> _EXTRACTED INFORMATION_
--*--
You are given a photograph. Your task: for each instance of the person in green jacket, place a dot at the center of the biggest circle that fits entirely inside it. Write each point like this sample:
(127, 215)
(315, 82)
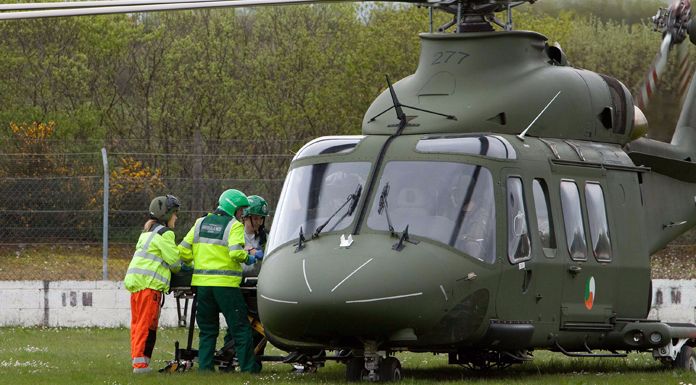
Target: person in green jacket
(148, 276)
(215, 244)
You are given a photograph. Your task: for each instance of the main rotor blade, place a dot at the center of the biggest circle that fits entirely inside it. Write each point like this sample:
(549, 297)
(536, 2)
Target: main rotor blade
(91, 4)
(107, 7)
(657, 68)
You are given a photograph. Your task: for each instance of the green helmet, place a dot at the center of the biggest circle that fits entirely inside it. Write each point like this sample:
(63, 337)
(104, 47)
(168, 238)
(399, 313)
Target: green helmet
(257, 206)
(231, 200)
(162, 207)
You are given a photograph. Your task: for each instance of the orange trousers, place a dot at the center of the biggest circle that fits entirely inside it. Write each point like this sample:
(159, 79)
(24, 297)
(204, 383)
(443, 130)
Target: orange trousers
(145, 311)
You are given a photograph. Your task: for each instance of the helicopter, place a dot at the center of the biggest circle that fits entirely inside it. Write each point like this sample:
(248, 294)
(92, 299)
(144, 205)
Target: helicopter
(499, 201)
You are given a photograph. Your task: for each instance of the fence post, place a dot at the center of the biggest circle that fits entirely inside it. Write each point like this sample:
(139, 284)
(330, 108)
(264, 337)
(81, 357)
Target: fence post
(105, 225)
(197, 193)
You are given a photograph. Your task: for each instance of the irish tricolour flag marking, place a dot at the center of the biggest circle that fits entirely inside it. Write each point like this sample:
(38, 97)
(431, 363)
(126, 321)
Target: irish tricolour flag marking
(589, 293)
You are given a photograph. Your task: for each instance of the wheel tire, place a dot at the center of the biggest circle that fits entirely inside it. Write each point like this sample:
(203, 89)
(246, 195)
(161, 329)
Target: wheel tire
(355, 369)
(390, 370)
(686, 359)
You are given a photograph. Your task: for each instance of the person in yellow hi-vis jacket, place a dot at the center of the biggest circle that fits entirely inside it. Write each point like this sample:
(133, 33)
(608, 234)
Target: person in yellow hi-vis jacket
(215, 244)
(148, 277)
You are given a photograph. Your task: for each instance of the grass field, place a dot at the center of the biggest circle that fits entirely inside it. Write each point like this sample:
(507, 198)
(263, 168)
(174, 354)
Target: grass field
(35, 356)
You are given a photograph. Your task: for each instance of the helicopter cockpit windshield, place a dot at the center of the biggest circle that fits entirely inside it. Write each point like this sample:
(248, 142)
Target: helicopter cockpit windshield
(447, 202)
(315, 196)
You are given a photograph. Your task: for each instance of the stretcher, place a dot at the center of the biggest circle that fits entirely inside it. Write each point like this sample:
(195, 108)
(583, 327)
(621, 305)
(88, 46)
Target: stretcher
(225, 358)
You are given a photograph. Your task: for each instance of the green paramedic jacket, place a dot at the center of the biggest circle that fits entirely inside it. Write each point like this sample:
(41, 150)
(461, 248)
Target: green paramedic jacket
(155, 255)
(215, 244)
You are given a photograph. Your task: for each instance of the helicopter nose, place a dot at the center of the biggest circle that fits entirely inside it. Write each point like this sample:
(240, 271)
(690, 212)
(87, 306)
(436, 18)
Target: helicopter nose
(323, 293)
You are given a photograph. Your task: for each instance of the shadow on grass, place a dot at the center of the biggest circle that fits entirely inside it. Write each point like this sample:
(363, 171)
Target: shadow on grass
(550, 367)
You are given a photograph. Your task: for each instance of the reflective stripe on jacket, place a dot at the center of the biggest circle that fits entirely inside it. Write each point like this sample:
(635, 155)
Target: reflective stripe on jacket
(215, 244)
(155, 254)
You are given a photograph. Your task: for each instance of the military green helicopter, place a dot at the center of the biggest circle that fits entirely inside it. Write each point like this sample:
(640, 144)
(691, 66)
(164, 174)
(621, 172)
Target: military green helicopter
(498, 201)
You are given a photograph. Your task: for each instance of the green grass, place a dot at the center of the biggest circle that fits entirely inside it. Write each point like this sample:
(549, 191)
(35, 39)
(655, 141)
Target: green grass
(101, 356)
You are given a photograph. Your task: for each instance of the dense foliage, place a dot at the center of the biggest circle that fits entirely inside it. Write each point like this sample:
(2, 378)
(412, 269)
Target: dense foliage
(207, 86)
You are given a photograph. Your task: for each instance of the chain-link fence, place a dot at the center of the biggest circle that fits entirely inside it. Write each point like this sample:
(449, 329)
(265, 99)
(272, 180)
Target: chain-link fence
(52, 204)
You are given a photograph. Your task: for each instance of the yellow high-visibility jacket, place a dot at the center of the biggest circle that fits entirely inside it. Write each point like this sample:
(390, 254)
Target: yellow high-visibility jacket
(215, 244)
(156, 254)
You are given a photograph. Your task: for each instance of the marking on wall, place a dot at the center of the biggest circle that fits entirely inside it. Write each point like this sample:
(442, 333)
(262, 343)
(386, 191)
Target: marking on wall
(444, 293)
(87, 298)
(351, 274)
(658, 297)
(675, 295)
(46, 307)
(385, 298)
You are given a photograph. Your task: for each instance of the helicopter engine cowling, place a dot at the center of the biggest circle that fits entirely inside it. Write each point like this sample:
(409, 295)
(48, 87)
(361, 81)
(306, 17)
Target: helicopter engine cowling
(501, 82)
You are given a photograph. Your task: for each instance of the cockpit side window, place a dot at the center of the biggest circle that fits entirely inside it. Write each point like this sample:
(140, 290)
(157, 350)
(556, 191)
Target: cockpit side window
(597, 217)
(451, 203)
(519, 246)
(572, 219)
(485, 145)
(312, 194)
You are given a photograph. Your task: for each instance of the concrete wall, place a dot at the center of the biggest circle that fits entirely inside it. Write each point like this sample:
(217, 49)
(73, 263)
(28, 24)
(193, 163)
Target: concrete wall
(107, 303)
(71, 303)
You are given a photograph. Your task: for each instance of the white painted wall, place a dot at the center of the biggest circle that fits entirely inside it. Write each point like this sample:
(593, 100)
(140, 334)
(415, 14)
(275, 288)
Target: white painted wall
(107, 303)
(71, 304)
(674, 300)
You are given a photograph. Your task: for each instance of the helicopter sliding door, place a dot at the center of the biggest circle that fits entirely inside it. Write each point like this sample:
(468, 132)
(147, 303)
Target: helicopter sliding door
(589, 286)
(516, 295)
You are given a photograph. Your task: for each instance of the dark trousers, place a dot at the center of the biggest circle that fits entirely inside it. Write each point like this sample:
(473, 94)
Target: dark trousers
(230, 302)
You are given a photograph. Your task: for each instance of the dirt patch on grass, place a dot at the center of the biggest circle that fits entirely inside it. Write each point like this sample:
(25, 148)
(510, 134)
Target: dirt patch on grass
(62, 262)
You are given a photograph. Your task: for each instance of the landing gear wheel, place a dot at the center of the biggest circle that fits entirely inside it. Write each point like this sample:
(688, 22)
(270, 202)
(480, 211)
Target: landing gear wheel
(686, 359)
(355, 369)
(390, 370)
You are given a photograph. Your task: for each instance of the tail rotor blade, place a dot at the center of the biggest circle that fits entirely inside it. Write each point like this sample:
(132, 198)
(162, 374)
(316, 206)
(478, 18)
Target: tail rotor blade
(672, 23)
(657, 68)
(686, 70)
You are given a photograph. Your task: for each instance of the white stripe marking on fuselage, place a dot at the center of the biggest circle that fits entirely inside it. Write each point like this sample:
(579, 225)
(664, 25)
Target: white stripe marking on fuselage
(444, 293)
(278, 300)
(304, 271)
(385, 298)
(351, 274)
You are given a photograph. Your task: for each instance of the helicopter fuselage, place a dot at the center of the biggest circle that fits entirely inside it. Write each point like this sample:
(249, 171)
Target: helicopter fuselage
(517, 224)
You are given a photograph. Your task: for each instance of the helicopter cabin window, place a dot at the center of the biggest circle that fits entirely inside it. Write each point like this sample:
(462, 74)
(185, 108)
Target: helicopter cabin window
(329, 145)
(451, 203)
(485, 145)
(542, 205)
(572, 219)
(519, 247)
(323, 194)
(597, 216)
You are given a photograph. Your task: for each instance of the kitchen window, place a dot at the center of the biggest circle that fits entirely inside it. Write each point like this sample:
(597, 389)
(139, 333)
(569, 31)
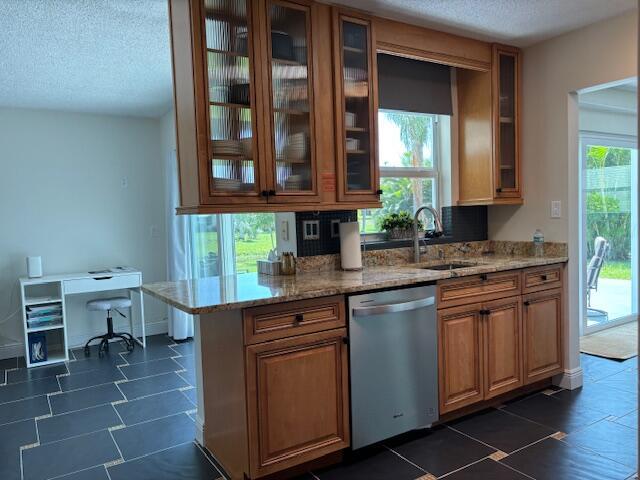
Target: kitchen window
(409, 159)
(414, 146)
(227, 244)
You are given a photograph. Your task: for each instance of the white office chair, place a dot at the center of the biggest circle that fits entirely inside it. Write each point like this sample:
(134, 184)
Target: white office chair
(108, 304)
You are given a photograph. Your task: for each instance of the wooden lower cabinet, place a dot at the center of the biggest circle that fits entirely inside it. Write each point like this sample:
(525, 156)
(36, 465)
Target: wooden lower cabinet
--*--
> _AIM OF THE TASK_
Filter the entries and copy each line with "lower".

> _TASK ANSWER_
You are given a photograph. Your task: for each instance of the wooden lower cabinet, place a dot at the center of the biggest circle that fits entirely inside it. Write each point like this sample:
Target: wooden lower cabinet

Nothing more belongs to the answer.